[Listing from a dataset]
━━━━━━━━━━

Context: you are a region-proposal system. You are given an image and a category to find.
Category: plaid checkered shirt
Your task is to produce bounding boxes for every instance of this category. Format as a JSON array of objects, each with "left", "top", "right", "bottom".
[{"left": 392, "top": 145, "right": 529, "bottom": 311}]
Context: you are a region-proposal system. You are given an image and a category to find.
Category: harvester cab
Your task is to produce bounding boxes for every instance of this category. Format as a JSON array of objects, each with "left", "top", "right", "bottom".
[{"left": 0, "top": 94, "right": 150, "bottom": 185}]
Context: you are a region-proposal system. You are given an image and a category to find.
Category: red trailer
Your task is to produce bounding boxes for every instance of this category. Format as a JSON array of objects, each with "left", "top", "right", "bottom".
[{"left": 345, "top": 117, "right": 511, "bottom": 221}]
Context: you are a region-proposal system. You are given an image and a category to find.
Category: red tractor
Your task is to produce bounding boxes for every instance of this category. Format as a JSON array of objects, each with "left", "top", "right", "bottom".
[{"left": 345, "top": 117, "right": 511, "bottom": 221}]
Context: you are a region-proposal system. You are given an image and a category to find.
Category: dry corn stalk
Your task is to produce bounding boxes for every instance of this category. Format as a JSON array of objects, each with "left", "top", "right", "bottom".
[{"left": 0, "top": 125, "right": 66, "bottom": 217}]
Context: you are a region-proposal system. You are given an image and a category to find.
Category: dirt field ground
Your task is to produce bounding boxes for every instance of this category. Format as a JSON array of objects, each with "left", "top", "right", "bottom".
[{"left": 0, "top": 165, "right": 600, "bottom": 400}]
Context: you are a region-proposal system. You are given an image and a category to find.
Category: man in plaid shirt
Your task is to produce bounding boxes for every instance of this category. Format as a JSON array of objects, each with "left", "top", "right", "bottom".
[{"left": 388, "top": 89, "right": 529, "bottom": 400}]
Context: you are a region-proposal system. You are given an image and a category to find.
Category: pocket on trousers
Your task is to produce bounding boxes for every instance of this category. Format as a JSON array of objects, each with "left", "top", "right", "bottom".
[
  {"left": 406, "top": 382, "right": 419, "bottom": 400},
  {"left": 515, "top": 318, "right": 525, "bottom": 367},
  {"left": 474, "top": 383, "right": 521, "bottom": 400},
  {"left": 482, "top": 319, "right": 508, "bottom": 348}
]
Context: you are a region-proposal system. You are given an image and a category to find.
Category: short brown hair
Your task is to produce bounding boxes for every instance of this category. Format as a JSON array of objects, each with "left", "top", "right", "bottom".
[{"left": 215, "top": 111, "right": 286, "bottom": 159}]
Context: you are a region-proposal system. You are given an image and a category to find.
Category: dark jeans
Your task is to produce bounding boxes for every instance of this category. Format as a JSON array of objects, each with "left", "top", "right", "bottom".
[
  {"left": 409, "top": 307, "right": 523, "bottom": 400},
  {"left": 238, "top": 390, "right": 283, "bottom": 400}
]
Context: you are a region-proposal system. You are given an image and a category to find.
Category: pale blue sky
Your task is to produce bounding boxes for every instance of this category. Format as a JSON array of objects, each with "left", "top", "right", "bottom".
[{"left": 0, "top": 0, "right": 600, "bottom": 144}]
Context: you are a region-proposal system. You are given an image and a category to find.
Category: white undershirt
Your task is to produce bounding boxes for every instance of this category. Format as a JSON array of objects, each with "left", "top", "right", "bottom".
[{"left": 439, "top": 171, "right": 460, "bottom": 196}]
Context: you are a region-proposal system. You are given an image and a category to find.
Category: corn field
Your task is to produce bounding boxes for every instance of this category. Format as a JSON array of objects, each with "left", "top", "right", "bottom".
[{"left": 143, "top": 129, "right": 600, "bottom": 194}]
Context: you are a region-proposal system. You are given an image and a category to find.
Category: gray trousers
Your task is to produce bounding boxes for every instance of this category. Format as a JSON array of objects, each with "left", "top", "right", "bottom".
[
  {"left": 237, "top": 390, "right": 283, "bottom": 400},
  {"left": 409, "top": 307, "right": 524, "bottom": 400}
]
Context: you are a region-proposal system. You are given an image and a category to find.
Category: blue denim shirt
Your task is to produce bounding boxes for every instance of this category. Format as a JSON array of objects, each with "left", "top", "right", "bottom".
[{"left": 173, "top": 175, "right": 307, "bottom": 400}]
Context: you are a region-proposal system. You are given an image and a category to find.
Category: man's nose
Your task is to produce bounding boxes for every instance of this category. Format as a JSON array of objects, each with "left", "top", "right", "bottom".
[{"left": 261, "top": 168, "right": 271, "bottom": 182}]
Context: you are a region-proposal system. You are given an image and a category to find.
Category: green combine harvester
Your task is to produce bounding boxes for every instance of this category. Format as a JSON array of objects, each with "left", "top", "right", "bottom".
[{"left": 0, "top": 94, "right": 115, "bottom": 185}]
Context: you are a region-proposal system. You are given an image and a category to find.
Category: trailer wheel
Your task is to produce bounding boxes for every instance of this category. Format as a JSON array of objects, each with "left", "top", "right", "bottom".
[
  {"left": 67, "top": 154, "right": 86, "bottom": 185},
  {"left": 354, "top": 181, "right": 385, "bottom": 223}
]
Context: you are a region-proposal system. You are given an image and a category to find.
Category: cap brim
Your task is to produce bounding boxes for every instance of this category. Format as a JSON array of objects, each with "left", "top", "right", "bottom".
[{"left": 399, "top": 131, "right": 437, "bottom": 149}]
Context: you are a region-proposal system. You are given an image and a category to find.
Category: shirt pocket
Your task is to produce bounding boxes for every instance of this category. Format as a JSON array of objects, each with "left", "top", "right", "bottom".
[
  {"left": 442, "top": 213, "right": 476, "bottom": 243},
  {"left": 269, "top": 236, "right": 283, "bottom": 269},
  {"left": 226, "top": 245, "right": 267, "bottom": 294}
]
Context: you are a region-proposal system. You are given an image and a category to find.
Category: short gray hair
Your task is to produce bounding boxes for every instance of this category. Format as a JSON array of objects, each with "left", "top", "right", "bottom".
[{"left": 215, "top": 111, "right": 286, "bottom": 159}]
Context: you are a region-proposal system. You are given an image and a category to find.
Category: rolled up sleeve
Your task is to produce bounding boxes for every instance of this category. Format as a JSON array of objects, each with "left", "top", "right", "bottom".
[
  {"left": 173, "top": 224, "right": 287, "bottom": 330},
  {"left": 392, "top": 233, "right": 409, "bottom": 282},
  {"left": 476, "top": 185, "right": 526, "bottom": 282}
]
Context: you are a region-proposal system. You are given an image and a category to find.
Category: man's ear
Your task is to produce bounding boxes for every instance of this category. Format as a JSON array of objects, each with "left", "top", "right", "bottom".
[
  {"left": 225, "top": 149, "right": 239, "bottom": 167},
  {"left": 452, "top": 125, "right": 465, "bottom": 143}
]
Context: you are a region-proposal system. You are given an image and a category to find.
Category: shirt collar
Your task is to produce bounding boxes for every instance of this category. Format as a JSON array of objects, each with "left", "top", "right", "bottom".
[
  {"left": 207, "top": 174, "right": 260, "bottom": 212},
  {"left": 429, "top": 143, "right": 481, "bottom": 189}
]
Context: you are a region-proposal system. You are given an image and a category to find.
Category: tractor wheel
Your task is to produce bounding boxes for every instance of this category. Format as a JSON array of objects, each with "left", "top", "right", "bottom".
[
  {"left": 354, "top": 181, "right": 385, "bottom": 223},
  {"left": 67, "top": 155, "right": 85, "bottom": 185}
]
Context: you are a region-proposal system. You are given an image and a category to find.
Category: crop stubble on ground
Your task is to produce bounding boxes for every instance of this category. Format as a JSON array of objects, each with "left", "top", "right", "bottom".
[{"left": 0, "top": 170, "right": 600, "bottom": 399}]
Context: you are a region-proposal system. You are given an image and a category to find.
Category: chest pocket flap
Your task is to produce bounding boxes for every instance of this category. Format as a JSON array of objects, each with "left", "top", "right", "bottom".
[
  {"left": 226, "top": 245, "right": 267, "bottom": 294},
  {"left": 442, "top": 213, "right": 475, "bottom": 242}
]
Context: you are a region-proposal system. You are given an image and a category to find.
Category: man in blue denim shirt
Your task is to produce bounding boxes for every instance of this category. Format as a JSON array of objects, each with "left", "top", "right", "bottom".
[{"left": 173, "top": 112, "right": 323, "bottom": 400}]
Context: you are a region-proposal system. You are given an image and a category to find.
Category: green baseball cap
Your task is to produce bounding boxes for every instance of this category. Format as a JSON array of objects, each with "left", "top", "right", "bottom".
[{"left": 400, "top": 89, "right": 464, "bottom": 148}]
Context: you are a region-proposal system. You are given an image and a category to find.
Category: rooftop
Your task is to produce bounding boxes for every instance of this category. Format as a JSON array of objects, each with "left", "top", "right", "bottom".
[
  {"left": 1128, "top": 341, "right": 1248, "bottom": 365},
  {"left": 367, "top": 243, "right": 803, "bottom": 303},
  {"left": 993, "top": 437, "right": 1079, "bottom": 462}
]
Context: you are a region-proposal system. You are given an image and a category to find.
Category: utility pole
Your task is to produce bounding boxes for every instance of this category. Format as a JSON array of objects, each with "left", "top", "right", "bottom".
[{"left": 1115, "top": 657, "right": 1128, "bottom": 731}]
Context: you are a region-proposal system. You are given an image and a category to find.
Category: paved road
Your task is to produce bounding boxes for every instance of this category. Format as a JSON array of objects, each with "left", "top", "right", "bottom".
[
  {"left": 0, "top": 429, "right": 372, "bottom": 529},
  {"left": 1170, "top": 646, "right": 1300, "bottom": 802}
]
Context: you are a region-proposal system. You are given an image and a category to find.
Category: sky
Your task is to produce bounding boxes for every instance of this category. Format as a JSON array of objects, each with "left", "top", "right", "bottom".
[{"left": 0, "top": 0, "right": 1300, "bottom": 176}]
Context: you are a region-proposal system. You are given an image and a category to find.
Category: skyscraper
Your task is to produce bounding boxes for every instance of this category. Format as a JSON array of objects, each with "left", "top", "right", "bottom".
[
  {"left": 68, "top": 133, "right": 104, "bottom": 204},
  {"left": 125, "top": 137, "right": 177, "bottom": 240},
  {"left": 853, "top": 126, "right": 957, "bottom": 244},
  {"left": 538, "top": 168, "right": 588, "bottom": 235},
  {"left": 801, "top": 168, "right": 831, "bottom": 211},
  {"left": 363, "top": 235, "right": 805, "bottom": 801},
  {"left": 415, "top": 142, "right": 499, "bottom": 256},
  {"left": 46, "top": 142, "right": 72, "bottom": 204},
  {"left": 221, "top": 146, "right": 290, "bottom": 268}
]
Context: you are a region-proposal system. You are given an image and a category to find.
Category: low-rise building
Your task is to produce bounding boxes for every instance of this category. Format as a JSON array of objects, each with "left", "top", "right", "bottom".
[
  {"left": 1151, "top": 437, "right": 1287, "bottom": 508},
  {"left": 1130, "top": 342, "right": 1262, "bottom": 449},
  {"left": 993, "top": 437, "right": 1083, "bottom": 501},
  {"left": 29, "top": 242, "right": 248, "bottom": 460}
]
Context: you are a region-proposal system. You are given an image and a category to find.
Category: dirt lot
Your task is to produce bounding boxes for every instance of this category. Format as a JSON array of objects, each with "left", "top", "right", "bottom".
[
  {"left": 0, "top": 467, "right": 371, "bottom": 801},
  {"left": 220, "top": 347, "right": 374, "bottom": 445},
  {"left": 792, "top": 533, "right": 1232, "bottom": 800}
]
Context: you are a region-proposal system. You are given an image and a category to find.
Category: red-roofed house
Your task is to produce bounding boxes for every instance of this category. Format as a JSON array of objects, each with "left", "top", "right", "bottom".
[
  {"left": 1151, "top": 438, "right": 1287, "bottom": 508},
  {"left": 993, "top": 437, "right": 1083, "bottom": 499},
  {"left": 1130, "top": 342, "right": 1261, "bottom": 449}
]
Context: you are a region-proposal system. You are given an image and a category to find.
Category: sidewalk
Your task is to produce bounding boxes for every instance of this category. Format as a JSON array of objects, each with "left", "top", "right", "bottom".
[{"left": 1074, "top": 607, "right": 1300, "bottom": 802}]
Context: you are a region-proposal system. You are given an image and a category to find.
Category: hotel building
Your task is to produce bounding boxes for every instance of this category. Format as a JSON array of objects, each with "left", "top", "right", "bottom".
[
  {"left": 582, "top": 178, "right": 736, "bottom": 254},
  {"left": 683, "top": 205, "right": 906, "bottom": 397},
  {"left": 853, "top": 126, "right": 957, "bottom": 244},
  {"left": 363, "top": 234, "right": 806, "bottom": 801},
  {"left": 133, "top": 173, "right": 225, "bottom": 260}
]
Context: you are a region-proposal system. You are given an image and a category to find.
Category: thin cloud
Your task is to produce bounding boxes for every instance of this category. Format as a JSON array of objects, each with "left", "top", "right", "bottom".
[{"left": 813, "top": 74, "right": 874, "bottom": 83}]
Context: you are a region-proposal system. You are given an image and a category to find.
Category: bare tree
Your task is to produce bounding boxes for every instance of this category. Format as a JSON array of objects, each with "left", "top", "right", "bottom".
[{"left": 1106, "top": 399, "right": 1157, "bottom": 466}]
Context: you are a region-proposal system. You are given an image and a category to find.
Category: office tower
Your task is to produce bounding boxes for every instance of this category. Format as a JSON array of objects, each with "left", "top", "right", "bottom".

━━━━━━━━━━

**EXERCISE INSTRUCTIONS**
Return every line of the listing above that contains the string "blue". Case counts.

**COMPLETED TASK**
Category: pale blue sky
Category: blue denim shirt
Category: man in blue denim shirt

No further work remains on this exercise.